**Work task**
Each line in the records that mentions the word "wooden" needs to be listed.

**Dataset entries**
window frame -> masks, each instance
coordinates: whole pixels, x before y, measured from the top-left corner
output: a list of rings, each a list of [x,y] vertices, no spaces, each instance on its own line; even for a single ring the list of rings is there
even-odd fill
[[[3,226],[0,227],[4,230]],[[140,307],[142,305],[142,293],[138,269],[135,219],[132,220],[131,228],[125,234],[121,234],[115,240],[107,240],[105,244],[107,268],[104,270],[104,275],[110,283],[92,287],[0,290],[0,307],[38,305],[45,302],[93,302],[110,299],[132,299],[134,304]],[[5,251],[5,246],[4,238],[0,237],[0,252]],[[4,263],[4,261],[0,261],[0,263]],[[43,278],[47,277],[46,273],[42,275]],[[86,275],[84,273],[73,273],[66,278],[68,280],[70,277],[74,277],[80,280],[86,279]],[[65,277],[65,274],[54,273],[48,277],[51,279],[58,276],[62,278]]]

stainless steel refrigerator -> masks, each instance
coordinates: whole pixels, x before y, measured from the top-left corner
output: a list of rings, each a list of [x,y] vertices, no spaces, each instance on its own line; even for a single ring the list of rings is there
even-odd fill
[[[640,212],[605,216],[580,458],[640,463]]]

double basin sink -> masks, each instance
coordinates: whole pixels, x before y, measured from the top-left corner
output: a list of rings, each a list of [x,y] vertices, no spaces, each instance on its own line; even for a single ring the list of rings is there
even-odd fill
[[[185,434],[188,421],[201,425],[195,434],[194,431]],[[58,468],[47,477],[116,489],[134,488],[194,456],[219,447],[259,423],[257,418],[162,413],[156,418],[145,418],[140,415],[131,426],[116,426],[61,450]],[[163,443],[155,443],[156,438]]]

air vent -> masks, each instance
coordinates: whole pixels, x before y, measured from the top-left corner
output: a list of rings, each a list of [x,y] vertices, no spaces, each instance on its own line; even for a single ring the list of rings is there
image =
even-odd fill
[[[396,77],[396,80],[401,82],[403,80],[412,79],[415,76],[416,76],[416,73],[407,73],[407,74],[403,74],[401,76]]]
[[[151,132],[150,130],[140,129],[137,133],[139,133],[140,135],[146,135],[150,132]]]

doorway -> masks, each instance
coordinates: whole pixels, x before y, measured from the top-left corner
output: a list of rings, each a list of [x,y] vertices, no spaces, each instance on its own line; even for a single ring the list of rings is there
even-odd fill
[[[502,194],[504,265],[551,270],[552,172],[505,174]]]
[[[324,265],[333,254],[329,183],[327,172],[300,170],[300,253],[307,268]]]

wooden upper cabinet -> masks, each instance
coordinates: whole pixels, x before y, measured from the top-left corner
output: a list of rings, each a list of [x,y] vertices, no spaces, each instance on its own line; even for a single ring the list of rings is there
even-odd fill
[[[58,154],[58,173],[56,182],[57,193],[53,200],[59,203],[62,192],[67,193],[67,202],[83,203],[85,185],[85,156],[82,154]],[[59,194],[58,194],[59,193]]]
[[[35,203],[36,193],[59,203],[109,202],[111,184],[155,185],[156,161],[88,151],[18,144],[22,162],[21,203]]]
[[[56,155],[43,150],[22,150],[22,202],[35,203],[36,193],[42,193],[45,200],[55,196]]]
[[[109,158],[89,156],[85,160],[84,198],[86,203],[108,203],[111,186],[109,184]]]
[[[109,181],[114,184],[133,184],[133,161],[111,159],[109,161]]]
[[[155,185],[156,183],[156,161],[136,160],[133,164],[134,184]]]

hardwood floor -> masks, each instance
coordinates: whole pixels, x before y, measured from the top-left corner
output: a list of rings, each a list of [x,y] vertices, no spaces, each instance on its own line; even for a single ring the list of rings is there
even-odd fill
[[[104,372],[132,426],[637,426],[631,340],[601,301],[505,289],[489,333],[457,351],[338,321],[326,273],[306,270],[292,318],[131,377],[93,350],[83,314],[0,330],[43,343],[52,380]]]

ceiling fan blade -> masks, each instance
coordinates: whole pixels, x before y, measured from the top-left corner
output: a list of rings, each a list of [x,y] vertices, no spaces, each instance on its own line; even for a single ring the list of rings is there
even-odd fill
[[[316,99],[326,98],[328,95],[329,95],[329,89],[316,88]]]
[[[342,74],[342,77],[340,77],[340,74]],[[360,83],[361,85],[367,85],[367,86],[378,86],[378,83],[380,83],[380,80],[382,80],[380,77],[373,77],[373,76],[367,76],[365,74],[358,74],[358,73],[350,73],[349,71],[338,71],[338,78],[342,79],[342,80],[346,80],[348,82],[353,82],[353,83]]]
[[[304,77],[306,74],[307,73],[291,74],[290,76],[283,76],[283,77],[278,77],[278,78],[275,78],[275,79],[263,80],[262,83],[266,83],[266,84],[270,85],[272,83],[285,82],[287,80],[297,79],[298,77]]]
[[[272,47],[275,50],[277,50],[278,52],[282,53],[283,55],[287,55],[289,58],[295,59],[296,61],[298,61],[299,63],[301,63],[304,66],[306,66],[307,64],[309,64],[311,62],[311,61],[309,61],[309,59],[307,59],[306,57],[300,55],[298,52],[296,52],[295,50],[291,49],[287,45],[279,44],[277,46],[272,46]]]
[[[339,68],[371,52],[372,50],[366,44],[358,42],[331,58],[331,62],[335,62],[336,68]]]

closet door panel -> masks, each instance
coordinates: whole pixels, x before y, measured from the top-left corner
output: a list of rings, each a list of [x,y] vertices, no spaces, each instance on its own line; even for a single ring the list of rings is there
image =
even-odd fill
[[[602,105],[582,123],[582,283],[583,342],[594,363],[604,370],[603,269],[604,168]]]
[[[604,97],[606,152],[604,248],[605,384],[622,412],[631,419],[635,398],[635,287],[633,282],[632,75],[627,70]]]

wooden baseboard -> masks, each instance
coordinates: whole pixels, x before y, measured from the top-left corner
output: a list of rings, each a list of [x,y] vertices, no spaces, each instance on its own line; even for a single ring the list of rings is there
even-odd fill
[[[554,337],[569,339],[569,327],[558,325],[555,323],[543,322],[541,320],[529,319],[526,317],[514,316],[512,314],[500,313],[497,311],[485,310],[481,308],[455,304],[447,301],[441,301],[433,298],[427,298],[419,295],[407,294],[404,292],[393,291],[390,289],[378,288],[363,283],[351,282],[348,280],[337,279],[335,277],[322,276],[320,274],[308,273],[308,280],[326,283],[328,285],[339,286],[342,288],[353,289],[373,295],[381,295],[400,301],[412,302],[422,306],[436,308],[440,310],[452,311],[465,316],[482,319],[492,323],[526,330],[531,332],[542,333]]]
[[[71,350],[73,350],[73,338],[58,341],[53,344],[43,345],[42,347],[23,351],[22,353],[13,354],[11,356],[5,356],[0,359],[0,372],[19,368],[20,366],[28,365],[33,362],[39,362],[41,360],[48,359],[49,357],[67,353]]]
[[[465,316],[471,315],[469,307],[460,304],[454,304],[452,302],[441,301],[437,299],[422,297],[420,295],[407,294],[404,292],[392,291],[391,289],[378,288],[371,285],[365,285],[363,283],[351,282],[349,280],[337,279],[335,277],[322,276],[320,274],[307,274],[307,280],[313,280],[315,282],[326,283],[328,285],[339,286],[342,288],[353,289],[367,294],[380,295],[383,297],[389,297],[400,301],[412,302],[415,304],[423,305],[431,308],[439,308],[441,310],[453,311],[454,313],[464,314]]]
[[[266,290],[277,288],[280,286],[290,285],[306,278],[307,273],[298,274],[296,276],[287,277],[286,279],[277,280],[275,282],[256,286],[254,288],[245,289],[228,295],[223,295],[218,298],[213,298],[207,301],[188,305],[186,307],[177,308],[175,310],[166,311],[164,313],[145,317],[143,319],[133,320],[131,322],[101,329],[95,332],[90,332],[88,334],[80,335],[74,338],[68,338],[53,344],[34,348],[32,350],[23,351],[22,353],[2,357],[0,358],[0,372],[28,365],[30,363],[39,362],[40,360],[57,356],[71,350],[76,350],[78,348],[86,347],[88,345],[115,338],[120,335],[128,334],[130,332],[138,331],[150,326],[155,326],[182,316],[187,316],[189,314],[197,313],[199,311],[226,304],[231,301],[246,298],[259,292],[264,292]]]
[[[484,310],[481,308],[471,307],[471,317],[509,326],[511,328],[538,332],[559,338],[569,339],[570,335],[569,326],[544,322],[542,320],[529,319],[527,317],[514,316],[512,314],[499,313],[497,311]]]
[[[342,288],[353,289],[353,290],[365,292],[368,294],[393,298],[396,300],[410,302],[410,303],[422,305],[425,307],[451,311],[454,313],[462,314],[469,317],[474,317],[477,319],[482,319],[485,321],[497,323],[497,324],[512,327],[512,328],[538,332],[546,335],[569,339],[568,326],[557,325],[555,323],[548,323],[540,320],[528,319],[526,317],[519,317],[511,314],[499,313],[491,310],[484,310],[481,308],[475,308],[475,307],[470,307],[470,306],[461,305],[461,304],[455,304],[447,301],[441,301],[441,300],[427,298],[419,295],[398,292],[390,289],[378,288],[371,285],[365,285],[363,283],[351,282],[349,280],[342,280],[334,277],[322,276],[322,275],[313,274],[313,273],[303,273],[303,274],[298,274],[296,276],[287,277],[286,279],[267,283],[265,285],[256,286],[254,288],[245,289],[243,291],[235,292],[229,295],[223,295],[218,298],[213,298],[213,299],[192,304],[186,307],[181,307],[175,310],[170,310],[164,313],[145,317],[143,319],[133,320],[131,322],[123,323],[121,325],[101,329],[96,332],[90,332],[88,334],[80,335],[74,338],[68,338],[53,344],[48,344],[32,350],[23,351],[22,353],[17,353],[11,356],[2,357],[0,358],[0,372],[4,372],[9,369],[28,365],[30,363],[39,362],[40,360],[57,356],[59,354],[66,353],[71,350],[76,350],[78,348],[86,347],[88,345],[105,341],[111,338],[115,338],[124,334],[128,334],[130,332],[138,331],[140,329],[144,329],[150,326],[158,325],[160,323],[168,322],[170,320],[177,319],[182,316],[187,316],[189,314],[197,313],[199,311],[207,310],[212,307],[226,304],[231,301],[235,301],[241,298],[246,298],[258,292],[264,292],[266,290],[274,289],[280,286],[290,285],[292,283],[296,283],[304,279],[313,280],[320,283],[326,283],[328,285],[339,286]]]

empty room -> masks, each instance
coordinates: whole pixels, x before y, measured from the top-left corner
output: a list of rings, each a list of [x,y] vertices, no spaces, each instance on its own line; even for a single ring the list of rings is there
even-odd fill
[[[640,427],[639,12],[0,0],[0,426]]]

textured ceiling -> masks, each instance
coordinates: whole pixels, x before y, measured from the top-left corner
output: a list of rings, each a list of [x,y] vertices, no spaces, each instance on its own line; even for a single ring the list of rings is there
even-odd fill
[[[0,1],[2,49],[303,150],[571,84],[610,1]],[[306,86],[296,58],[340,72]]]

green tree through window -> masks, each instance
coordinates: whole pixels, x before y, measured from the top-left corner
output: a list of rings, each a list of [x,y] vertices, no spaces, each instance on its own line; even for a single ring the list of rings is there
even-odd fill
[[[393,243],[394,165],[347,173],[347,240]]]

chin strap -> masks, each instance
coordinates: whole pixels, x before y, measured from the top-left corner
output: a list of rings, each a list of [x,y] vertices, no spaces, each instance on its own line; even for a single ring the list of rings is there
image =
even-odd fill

**Expected answer**
wooden upper cabinet -> masks, each instance
wooden baseboard -> masks, each instance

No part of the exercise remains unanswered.